Task to carry out: From the line containing "Every instance of the green herb" to the last line of the records below, repeat every line exactly and add nothing else.

[Natural-language object grounding data]
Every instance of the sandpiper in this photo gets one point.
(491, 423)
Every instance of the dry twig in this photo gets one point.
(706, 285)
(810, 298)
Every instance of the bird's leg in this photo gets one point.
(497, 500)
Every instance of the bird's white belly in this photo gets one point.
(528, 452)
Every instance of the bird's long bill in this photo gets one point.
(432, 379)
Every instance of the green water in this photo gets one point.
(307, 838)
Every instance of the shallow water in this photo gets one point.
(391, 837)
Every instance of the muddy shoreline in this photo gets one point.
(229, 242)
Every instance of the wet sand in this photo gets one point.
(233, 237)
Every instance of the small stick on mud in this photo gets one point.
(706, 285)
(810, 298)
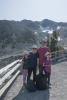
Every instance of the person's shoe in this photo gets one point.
(49, 85)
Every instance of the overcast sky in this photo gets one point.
(33, 10)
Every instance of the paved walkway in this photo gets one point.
(57, 92)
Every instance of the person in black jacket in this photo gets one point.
(25, 64)
(33, 56)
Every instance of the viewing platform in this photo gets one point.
(11, 85)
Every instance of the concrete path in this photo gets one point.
(57, 92)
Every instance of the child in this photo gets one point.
(25, 66)
(47, 67)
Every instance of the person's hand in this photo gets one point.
(43, 65)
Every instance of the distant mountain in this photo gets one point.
(17, 35)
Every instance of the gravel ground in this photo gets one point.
(57, 92)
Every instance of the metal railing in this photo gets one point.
(9, 73)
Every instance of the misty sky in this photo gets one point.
(33, 10)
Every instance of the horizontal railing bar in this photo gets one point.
(9, 73)
(8, 83)
(8, 66)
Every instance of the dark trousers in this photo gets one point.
(47, 74)
(30, 70)
(41, 69)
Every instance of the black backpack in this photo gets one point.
(31, 87)
(41, 82)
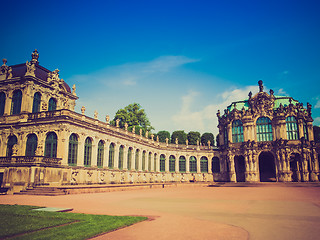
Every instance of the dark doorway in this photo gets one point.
(267, 167)
(240, 168)
(295, 167)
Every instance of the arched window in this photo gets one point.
(36, 102)
(121, 152)
(264, 129)
(52, 106)
(193, 164)
(31, 146)
(305, 130)
(87, 152)
(155, 162)
(2, 103)
(237, 131)
(162, 163)
(16, 102)
(51, 145)
(182, 164)
(12, 140)
(137, 160)
(73, 150)
(172, 164)
(143, 160)
(149, 162)
(215, 165)
(111, 155)
(129, 159)
(100, 154)
(204, 164)
(292, 128)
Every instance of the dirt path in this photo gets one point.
(200, 212)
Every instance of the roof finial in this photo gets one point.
(35, 56)
(260, 85)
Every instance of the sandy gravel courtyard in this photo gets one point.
(198, 212)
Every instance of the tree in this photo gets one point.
(181, 135)
(193, 137)
(133, 115)
(163, 135)
(207, 137)
(316, 133)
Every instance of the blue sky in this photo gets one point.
(180, 60)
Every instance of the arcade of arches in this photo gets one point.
(43, 141)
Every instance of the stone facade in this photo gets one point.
(44, 142)
(268, 138)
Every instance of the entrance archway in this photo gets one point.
(267, 168)
(240, 168)
(295, 167)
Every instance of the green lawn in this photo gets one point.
(20, 222)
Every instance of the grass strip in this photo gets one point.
(19, 222)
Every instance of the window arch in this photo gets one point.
(305, 131)
(16, 102)
(36, 102)
(292, 128)
(155, 162)
(204, 164)
(264, 129)
(2, 102)
(100, 154)
(237, 131)
(149, 161)
(162, 163)
(172, 163)
(51, 145)
(12, 140)
(129, 159)
(182, 164)
(215, 165)
(73, 149)
(87, 152)
(111, 155)
(121, 152)
(52, 106)
(31, 146)
(143, 160)
(137, 160)
(193, 164)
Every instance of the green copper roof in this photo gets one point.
(279, 100)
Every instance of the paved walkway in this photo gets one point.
(272, 212)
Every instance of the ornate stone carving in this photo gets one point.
(30, 69)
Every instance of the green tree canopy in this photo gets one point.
(207, 137)
(316, 133)
(163, 135)
(133, 115)
(181, 135)
(193, 137)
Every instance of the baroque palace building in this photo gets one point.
(44, 141)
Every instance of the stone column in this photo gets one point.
(198, 164)
(125, 158)
(116, 156)
(7, 107)
(94, 156)
(167, 163)
(105, 160)
(80, 158)
(187, 163)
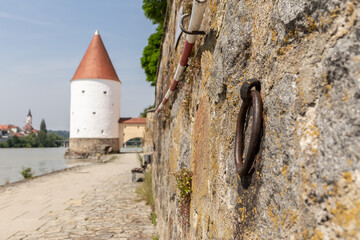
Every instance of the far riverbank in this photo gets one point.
(40, 160)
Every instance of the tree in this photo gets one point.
(155, 11)
(43, 126)
(151, 54)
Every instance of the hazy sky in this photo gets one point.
(42, 43)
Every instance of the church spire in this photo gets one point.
(96, 63)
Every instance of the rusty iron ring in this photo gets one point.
(250, 98)
(186, 31)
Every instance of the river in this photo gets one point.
(40, 160)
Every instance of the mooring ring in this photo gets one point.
(186, 31)
(243, 165)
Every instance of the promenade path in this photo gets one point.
(88, 202)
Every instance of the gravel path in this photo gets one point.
(90, 202)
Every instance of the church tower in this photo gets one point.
(29, 118)
(95, 102)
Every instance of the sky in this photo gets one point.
(42, 43)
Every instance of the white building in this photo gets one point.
(95, 102)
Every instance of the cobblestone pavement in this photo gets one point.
(108, 211)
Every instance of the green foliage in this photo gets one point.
(140, 159)
(144, 191)
(43, 126)
(43, 139)
(27, 172)
(62, 133)
(150, 57)
(143, 113)
(183, 179)
(155, 10)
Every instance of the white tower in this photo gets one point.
(95, 102)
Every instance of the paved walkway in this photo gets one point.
(89, 202)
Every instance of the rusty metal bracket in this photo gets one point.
(250, 98)
(186, 31)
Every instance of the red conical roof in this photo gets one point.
(96, 63)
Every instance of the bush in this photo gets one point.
(144, 191)
(183, 179)
(27, 172)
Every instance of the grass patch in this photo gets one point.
(183, 179)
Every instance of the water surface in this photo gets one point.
(40, 160)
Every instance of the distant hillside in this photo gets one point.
(64, 134)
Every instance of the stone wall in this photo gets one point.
(307, 174)
(149, 132)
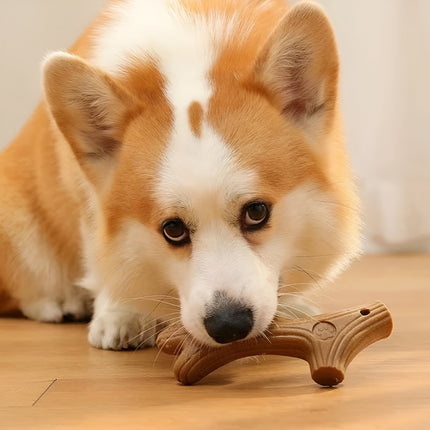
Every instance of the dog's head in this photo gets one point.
(232, 191)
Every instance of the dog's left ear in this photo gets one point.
(298, 67)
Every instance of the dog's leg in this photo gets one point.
(73, 304)
(118, 326)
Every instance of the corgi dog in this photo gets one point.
(187, 163)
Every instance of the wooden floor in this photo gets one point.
(50, 378)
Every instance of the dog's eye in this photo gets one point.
(255, 215)
(176, 232)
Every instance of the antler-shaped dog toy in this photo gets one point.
(328, 342)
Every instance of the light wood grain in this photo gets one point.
(51, 378)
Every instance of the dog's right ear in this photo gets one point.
(89, 107)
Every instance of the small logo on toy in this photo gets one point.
(324, 330)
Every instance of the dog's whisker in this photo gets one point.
(167, 340)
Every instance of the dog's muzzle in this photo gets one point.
(228, 320)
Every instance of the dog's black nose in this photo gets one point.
(229, 323)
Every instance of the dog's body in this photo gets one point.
(185, 148)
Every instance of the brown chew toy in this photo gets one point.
(328, 342)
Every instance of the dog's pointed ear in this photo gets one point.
(298, 66)
(89, 107)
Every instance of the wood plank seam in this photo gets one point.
(44, 392)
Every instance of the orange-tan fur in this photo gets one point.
(52, 178)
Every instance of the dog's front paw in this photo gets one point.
(118, 328)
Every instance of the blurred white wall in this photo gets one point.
(29, 29)
(385, 88)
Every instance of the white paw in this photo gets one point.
(121, 330)
(77, 306)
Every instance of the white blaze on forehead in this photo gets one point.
(201, 174)
(182, 44)
(184, 47)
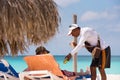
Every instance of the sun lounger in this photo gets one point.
(39, 75)
(7, 72)
(43, 62)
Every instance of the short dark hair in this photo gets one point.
(41, 49)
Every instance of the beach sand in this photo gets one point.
(109, 77)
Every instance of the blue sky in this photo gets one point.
(102, 15)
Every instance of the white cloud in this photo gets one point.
(107, 14)
(64, 3)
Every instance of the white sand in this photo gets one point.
(109, 77)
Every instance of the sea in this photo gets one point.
(18, 63)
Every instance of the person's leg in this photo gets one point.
(103, 74)
(93, 73)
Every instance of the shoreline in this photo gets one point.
(110, 77)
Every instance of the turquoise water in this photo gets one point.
(83, 61)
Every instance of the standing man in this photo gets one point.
(100, 51)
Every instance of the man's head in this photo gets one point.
(41, 50)
(74, 30)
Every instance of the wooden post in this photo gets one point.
(75, 40)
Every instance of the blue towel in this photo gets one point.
(81, 77)
(7, 69)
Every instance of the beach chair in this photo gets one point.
(7, 72)
(42, 64)
(38, 75)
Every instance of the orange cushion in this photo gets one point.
(43, 62)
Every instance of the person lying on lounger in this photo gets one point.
(42, 51)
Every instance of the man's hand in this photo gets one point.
(67, 58)
(73, 44)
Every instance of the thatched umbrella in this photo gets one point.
(26, 22)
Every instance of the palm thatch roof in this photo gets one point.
(26, 22)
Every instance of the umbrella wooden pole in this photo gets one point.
(75, 40)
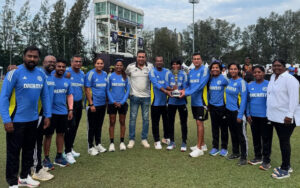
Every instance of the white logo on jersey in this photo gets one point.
(39, 78)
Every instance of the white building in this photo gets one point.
(118, 27)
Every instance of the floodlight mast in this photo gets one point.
(194, 2)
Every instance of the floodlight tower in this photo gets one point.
(194, 2)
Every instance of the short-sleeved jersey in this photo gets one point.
(21, 91)
(62, 89)
(98, 83)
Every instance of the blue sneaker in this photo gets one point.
(171, 146)
(47, 163)
(61, 162)
(214, 152)
(223, 152)
(183, 147)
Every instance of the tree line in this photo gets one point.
(276, 36)
(58, 31)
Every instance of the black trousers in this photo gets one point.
(156, 112)
(22, 138)
(218, 123)
(73, 126)
(37, 154)
(262, 134)
(95, 122)
(183, 114)
(238, 134)
(284, 133)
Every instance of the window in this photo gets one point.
(126, 14)
(140, 19)
(100, 8)
(113, 9)
(133, 17)
(120, 12)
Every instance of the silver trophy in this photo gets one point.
(175, 92)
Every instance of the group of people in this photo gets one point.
(36, 102)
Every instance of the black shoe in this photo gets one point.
(242, 162)
(233, 156)
(265, 166)
(255, 161)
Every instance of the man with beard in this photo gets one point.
(21, 91)
(77, 80)
(41, 173)
(60, 114)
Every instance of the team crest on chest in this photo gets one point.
(39, 78)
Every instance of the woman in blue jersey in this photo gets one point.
(262, 131)
(177, 79)
(216, 86)
(118, 89)
(95, 91)
(236, 101)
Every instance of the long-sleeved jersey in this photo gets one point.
(158, 80)
(118, 89)
(216, 90)
(77, 81)
(257, 99)
(182, 83)
(197, 79)
(235, 89)
(62, 89)
(21, 91)
(98, 83)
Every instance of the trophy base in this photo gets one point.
(175, 93)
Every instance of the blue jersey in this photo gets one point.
(257, 99)
(216, 90)
(118, 89)
(21, 91)
(158, 80)
(182, 83)
(98, 83)
(77, 81)
(197, 79)
(50, 84)
(62, 89)
(235, 89)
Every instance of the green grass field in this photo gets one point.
(139, 167)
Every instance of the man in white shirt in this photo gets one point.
(282, 100)
(138, 74)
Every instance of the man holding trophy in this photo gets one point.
(157, 77)
(177, 80)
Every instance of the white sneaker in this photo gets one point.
(100, 148)
(157, 145)
(166, 141)
(111, 147)
(145, 144)
(28, 182)
(70, 159)
(130, 144)
(42, 175)
(93, 151)
(204, 147)
(122, 146)
(192, 148)
(75, 154)
(196, 153)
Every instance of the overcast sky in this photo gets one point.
(178, 13)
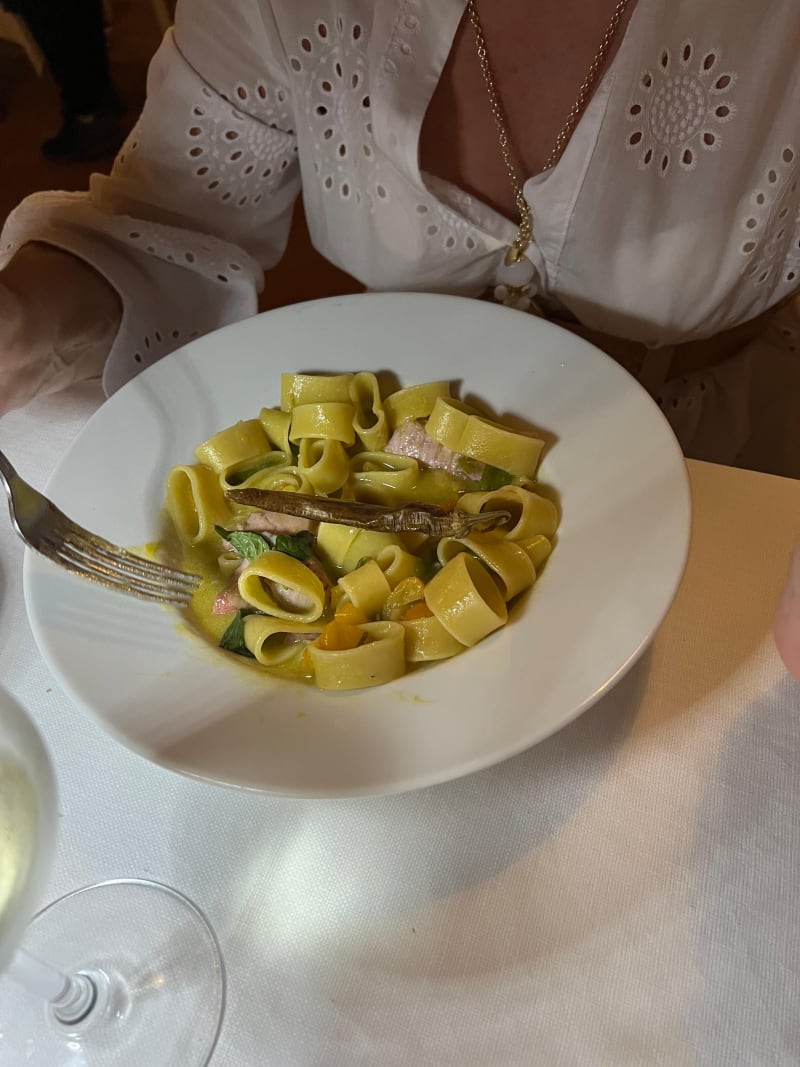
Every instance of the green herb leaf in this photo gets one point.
(299, 545)
(233, 639)
(248, 544)
(495, 478)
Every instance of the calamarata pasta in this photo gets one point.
(304, 593)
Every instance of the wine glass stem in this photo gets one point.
(72, 997)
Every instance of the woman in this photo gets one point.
(448, 146)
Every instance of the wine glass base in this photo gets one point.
(164, 999)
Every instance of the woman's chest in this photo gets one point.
(515, 80)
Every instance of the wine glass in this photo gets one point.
(127, 972)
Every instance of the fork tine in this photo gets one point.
(68, 557)
(124, 561)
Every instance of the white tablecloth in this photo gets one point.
(625, 893)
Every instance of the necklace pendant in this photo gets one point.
(516, 283)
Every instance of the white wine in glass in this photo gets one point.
(126, 972)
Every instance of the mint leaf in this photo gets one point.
(495, 478)
(299, 545)
(249, 545)
(233, 639)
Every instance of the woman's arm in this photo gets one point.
(198, 203)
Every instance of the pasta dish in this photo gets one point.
(309, 588)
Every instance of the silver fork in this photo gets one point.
(48, 530)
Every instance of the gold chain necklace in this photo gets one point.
(525, 234)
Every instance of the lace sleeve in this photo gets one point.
(198, 202)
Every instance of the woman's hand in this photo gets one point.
(58, 321)
(787, 619)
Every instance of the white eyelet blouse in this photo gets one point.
(674, 212)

Written answer:
Every instance of the green herb leaf in this photo gets one point.
(299, 545)
(233, 639)
(248, 544)
(495, 478)
Every instance of the calamarata pasta in this photo gets one point.
(304, 593)
Every instance of the wine glass stem in this photo gets one point.
(72, 997)
Every instance of the woman in this photo gets one point.
(448, 146)
Every instance of the wine glass base in this photo gets one point.
(164, 999)
Every instance of the woman's chest in this photo gets one point.
(515, 80)
Every instance of the wine glass in this photo gets one point.
(127, 972)
Every instance of the fork tine in this photo gets one point.
(68, 557)
(124, 561)
Every instance of the white tablecloth in this photo gets one point.
(625, 893)
Every instance of the necklace pendant in this photo gets one point.
(516, 283)
Every instance of the white wine in glass in this photo gets one point.
(126, 972)
Every instance of the mint leaf in this photo gets one point.
(495, 478)
(299, 545)
(249, 545)
(233, 639)
Every instance of the woman's arm in this photo gets one point.
(198, 203)
Every instance of the pasta dish in this photo gets one point.
(309, 588)
Every instance of the silver fork in this photo gets one point.
(48, 530)
Every instance of the gold chain necklace in this photo gets one point.
(525, 234)
Every instance of the lace sleeve in this photo gets one point.
(198, 202)
Every instance of the woman's hand in this photo gets one point.
(58, 321)
(787, 619)
Every instance of the white eyelet blouse in this photo gets one point.
(674, 212)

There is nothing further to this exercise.